### Exercise directions
The answer must be the complete listing, copied exactly.

### Extracted information
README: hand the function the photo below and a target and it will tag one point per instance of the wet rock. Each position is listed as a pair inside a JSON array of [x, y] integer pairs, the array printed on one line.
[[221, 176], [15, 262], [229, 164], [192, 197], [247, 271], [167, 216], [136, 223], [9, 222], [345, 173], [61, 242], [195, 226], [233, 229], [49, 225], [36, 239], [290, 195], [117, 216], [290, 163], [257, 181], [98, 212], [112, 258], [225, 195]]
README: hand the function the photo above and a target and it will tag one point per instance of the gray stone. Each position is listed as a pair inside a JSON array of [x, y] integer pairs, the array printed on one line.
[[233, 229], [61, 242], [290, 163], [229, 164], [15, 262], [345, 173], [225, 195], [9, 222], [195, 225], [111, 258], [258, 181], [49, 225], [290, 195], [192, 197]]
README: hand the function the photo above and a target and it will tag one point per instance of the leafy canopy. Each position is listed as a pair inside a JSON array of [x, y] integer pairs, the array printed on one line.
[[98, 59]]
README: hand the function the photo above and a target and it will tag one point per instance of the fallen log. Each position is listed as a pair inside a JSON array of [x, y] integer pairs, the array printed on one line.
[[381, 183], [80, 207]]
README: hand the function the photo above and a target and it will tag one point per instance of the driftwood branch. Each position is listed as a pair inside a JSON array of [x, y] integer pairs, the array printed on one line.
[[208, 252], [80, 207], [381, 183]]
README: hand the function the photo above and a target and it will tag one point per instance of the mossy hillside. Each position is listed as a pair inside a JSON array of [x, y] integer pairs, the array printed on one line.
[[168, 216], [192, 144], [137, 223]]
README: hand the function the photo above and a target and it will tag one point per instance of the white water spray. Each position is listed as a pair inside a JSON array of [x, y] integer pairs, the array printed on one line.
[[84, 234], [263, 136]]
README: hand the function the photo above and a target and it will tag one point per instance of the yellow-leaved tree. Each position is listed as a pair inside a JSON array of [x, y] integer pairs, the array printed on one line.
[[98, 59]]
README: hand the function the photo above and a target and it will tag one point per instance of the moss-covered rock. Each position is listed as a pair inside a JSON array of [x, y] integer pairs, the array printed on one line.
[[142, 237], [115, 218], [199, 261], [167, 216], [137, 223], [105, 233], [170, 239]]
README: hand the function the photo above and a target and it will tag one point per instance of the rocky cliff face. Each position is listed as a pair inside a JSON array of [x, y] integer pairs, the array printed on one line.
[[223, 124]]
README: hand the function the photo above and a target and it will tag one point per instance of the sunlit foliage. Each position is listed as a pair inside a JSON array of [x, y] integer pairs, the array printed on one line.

### Task response
README: hand the function the photo below and a target and it will tag one point per instance of the wet rock. Each position is listed as a pair inside a JSON array of [x, y] integer pairs, the array printed on one line.
[[221, 176], [15, 262], [229, 164], [192, 197], [247, 271], [167, 216], [136, 223], [9, 222], [345, 173], [61, 242], [195, 226], [233, 229], [49, 225], [36, 239], [290, 195], [117, 216], [290, 163], [257, 181], [98, 212], [112, 258], [225, 195]]
README: hand the function the photo above and a target and it will tag one point per instance of the gray stone. Each position is listed as a pair inside a JSON array of [x, y] integer pairs, the array printed on one line.
[[233, 229], [61, 242], [290, 163], [229, 164], [15, 262], [345, 173], [225, 195], [9, 222], [195, 225], [111, 258], [258, 181], [49, 225], [290, 195], [192, 197]]
README: hand the function the photo above and a target and it will tag one point per instance of the leafy canopy. Each position is listed as a pair inside a JSON array of [x, y] integer pairs, the array printed on one line.
[[98, 59]]
README: hand the function the photo above and a target and it will tag one point per instance of the fallen log. Each position is listed as a pair inside a JSON array of [x, y] integer pairs, the array printed on one line.
[[381, 183], [80, 207]]
README: hand the function the photo above and a target and it will tag one point per instance of the driftwood branch. Each position is listed as a pair inside a JSON array of [x, y] integer pairs, the array printed on one line.
[[208, 252], [80, 207], [381, 183]]
README: hand the function the photo above and a target and it will tag one point per instance of the mossy hillside. Each position is listed as a pair inside a JSON array of [x, y] integer pairs, the array printed on one line.
[[168, 216], [192, 144], [137, 223]]
README: hand the function the photo above and a target and it will tag one point per instance of the white water spray. Each position is listed as a pair inside a JSON array of [x, y] integer pairs, the array printed on one line.
[[84, 234], [263, 136]]
README: hand the function the photo above and a target and it will tag one point per instance of the yellow-leaved tree. Each position is listed as a pair inside a JSON array of [x, y] integer pairs, the array printed on one line.
[[98, 59]]
README: hand the function the photo above and a target and it will tag one point per instance of the moss-covered rock. Each position is listed as a pair inside a JSON array of [x, y] integer pairs, the array printed on one line.
[[142, 237], [115, 218], [199, 261], [167, 216], [137, 223], [105, 233], [170, 239]]
README: hand the function the photo above and a target and it will tag one point per instance of the rocky cliff face. Each position is listed as a pair inside a JSON array of [x, y] integer pairs, the array printed on one line.
[[223, 124]]
README: hand the function the photo above and a target and it will tag one point per instance of the sunlit foliage. Each position is listed as a pair inside a JSON array of [x, y] integer pairs, the array printed on one line.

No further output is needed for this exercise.